Listed records below:

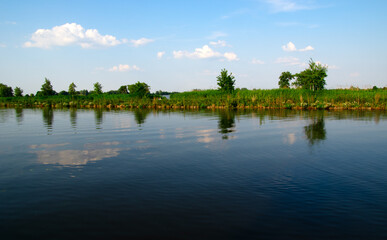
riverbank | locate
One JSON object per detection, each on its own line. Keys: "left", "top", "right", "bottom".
{"left": 1, "top": 89, "right": 386, "bottom": 110}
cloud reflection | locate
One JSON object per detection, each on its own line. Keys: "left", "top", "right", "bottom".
{"left": 30, "top": 142, "right": 121, "bottom": 166}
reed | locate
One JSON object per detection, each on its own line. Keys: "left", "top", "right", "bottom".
{"left": 0, "top": 89, "right": 386, "bottom": 110}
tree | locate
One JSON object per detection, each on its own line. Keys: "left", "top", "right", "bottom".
{"left": 69, "top": 82, "right": 77, "bottom": 95}
{"left": 128, "top": 81, "right": 150, "bottom": 97}
{"left": 14, "top": 87, "right": 23, "bottom": 97}
{"left": 293, "top": 59, "right": 328, "bottom": 91}
{"left": 278, "top": 71, "right": 294, "bottom": 89}
{"left": 118, "top": 85, "right": 128, "bottom": 94}
{"left": 41, "top": 78, "right": 56, "bottom": 96}
{"left": 0, "top": 83, "right": 13, "bottom": 97}
{"left": 217, "top": 68, "right": 235, "bottom": 93}
{"left": 93, "top": 82, "right": 103, "bottom": 94}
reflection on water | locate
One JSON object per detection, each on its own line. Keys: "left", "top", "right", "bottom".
{"left": 30, "top": 142, "right": 121, "bottom": 166}
{"left": 70, "top": 108, "right": 77, "bottom": 130}
{"left": 304, "top": 114, "right": 326, "bottom": 145}
{"left": 42, "top": 107, "right": 54, "bottom": 134}
{"left": 218, "top": 110, "right": 236, "bottom": 139}
{"left": 95, "top": 109, "right": 103, "bottom": 129}
{"left": 1, "top": 108, "right": 387, "bottom": 239}
{"left": 134, "top": 109, "right": 150, "bottom": 126}
{"left": 15, "top": 108, "right": 23, "bottom": 124}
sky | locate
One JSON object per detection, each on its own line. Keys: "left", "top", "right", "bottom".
{"left": 0, "top": 0, "right": 386, "bottom": 94}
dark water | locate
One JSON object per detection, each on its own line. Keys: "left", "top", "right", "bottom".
{"left": 0, "top": 108, "right": 386, "bottom": 239}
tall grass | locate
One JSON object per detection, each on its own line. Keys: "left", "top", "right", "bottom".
{"left": 0, "top": 89, "right": 386, "bottom": 110}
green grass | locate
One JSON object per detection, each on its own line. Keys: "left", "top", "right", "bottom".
{"left": 1, "top": 89, "right": 386, "bottom": 110}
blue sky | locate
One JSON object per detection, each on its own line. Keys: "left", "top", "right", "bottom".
{"left": 0, "top": 0, "right": 386, "bottom": 94}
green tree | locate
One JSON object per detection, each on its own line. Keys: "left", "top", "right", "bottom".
{"left": 217, "top": 68, "right": 235, "bottom": 93}
{"left": 14, "top": 87, "right": 23, "bottom": 97}
{"left": 69, "top": 82, "right": 77, "bottom": 95}
{"left": 93, "top": 82, "right": 103, "bottom": 94}
{"left": 293, "top": 59, "right": 328, "bottom": 91}
{"left": 128, "top": 81, "right": 150, "bottom": 97}
{"left": 278, "top": 71, "right": 294, "bottom": 89}
{"left": 41, "top": 78, "right": 56, "bottom": 96}
{"left": 0, "top": 83, "right": 13, "bottom": 97}
{"left": 118, "top": 85, "right": 128, "bottom": 94}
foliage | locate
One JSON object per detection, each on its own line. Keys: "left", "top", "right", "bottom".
{"left": 128, "top": 81, "right": 150, "bottom": 97}
{"left": 59, "top": 90, "right": 69, "bottom": 96}
{"left": 69, "top": 82, "right": 77, "bottom": 95}
{"left": 14, "top": 87, "right": 23, "bottom": 97}
{"left": 293, "top": 59, "right": 327, "bottom": 91}
{"left": 278, "top": 71, "right": 294, "bottom": 89}
{"left": 40, "top": 78, "right": 56, "bottom": 96}
{"left": 0, "top": 83, "right": 13, "bottom": 97}
{"left": 118, "top": 85, "right": 128, "bottom": 94}
{"left": 93, "top": 82, "right": 103, "bottom": 94}
{"left": 217, "top": 68, "right": 236, "bottom": 93}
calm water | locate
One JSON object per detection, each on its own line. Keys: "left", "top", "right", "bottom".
{"left": 0, "top": 108, "right": 386, "bottom": 239}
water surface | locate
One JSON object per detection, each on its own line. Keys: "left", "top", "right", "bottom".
{"left": 0, "top": 108, "right": 386, "bottom": 239}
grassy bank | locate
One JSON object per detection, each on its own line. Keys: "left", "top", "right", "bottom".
{"left": 1, "top": 89, "right": 386, "bottom": 110}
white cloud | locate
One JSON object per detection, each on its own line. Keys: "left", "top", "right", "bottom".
{"left": 299, "top": 45, "right": 314, "bottom": 52}
{"left": 265, "top": 0, "right": 315, "bottom": 13}
{"left": 157, "top": 51, "right": 165, "bottom": 59}
{"left": 109, "top": 64, "right": 141, "bottom": 72}
{"left": 224, "top": 52, "right": 239, "bottom": 61}
{"left": 282, "top": 41, "right": 314, "bottom": 52}
{"left": 0, "top": 43, "right": 6, "bottom": 48}
{"left": 251, "top": 58, "right": 265, "bottom": 64}
{"left": 23, "top": 23, "right": 125, "bottom": 49}
{"left": 282, "top": 42, "right": 297, "bottom": 52}
{"left": 275, "top": 56, "right": 305, "bottom": 66}
{"left": 173, "top": 45, "right": 238, "bottom": 61}
{"left": 131, "top": 37, "right": 154, "bottom": 47}
{"left": 209, "top": 40, "right": 228, "bottom": 47}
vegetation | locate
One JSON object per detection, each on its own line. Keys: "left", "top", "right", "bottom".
{"left": 279, "top": 60, "right": 328, "bottom": 91}
{"left": 0, "top": 67, "right": 386, "bottom": 110}
{"left": 40, "top": 78, "right": 56, "bottom": 96}
{"left": 94, "top": 82, "right": 103, "bottom": 94}
{"left": 0, "top": 83, "right": 13, "bottom": 97}
{"left": 217, "top": 68, "right": 236, "bottom": 93}
{"left": 1, "top": 88, "right": 385, "bottom": 110}
{"left": 128, "top": 82, "right": 150, "bottom": 97}
{"left": 278, "top": 71, "right": 294, "bottom": 89}
{"left": 69, "top": 82, "right": 77, "bottom": 95}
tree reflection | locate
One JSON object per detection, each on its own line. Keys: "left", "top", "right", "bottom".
{"left": 134, "top": 109, "right": 150, "bottom": 126}
{"left": 42, "top": 108, "right": 54, "bottom": 134}
{"left": 94, "top": 109, "right": 103, "bottom": 129}
{"left": 218, "top": 110, "right": 236, "bottom": 139}
{"left": 70, "top": 108, "right": 77, "bottom": 129}
{"left": 304, "top": 114, "right": 326, "bottom": 145}
{"left": 15, "top": 108, "right": 23, "bottom": 124}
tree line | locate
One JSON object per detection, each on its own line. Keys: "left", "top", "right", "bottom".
{"left": 0, "top": 79, "right": 151, "bottom": 98}
{"left": 1, "top": 59, "right": 383, "bottom": 99}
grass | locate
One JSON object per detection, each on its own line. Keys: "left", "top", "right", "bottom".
{"left": 0, "top": 89, "right": 386, "bottom": 110}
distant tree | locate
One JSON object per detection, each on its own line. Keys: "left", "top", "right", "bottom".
{"left": 118, "top": 85, "right": 128, "bottom": 94}
{"left": 372, "top": 86, "right": 378, "bottom": 90}
{"left": 217, "top": 68, "right": 235, "bottom": 93}
{"left": 0, "top": 83, "right": 13, "bottom": 97}
{"left": 59, "top": 90, "right": 69, "bottom": 96}
{"left": 41, "top": 78, "right": 56, "bottom": 96}
{"left": 14, "top": 87, "right": 23, "bottom": 97}
{"left": 93, "top": 82, "right": 103, "bottom": 94}
{"left": 293, "top": 59, "right": 327, "bottom": 91}
{"left": 68, "top": 82, "right": 77, "bottom": 95}
{"left": 79, "top": 89, "right": 89, "bottom": 96}
{"left": 278, "top": 71, "right": 294, "bottom": 89}
{"left": 128, "top": 82, "right": 150, "bottom": 97}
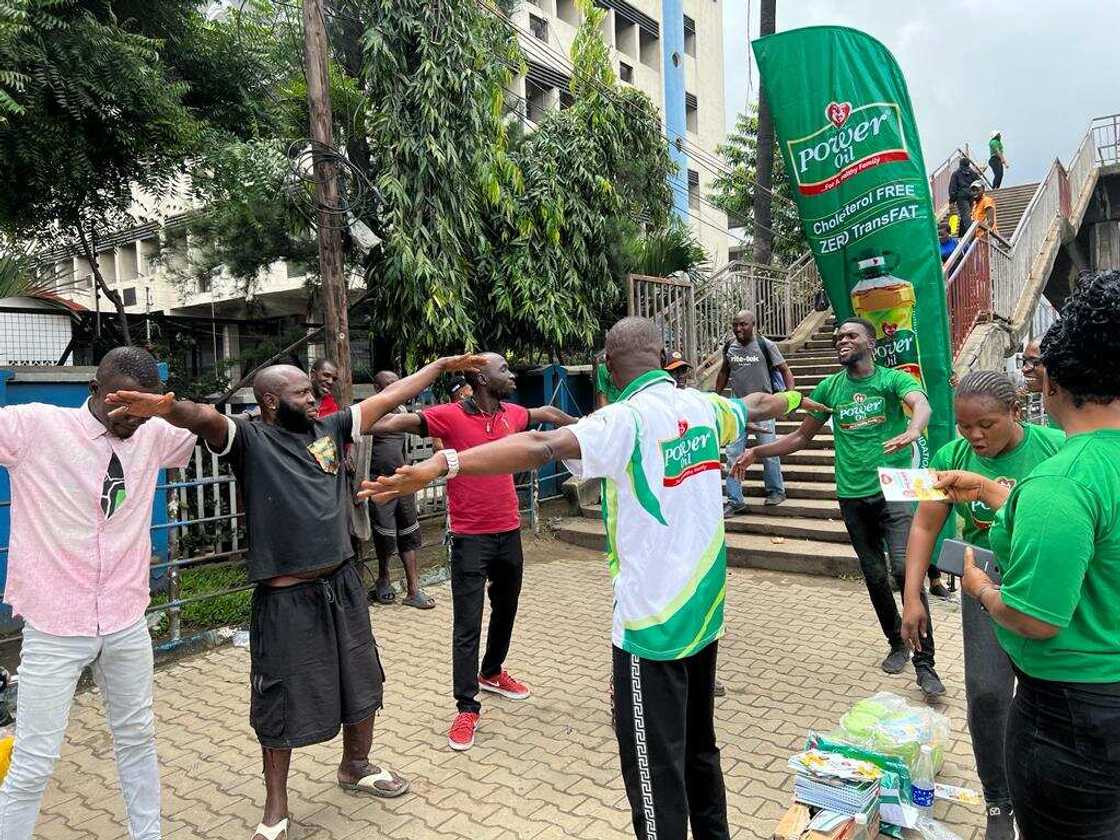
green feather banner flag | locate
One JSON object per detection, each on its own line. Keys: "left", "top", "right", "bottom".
{"left": 753, "top": 26, "right": 954, "bottom": 467}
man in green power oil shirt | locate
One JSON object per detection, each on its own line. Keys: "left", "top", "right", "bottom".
{"left": 732, "top": 317, "right": 946, "bottom": 699}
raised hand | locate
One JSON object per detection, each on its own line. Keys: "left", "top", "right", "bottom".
{"left": 441, "top": 354, "right": 488, "bottom": 374}
{"left": 357, "top": 458, "right": 447, "bottom": 504}
{"left": 730, "top": 449, "right": 758, "bottom": 479}
{"left": 106, "top": 390, "right": 175, "bottom": 420}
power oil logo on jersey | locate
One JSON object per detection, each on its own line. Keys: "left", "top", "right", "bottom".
{"left": 660, "top": 425, "right": 720, "bottom": 486}
{"left": 836, "top": 392, "right": 887, "bottom": 431}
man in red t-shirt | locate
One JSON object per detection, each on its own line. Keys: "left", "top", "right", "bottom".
{"left": 371, "top": 353, "right": 576, "bottom": 750}
{"left": 311, "top": 358, "right": 340, "bottom": 417}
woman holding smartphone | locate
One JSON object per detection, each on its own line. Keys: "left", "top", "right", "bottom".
{"left": 932, "top": 269, "right": 1120, "bottom": 840}
{"left": 902, "top": 371, "right": 1064, "bottom": 840}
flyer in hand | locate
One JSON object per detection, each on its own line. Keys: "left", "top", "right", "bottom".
{"left": 877, "top": 468, "right": 948, "bottom": 502}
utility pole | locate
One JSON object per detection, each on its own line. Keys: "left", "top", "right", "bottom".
{"left": 751, "top": 0, "right": 777, "bottom": 266}
{"left": 301, "top": 0, "right": 353, "bottom": 405}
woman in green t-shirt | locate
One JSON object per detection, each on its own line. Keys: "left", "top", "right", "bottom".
{"left": 935, "top": 270, "right": 1120, "bottom": 840}
{"left": 902, "top": 371, "right": 1063, "bottom": 840}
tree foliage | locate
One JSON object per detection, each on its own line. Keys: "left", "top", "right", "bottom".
{"left": 360, "top": 0, "right": 524, "bottom": 357}
{"left": 624, "top": 218, "right": 709, "bottom": 285}
{"left": 0, "top": 0, "right": 281, "bottom": 341}
{"left": 362, "top": 0, "right": 674, "bottom": 359}
{"left": 709, "top": 104, "right": 806, "bottom": 265}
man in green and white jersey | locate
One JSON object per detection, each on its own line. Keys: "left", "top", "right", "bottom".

End of Listed records.

● Directions
The stretch of entries above that starts with the line containing "green feather banner flag | locate" and goes on through the line containing "raised hand | locate" is to be transcribed exactly, and no other line is to be transcribed.

● Your solution
green feather banner flag | locate
One JSON object per detection, each on its own line. Keys: "left", "top", "right", "bottom".
{"left": 753, "top": 26, "right": 954, "bottom": 467}
man in green power oil shirt | locate
One JSON object per detection, each on its own line. Keys: "left", "top", "right", "bottom".
{"left": 732, "top": 317, "right": 946, "bottom": 699}
raised hand | locate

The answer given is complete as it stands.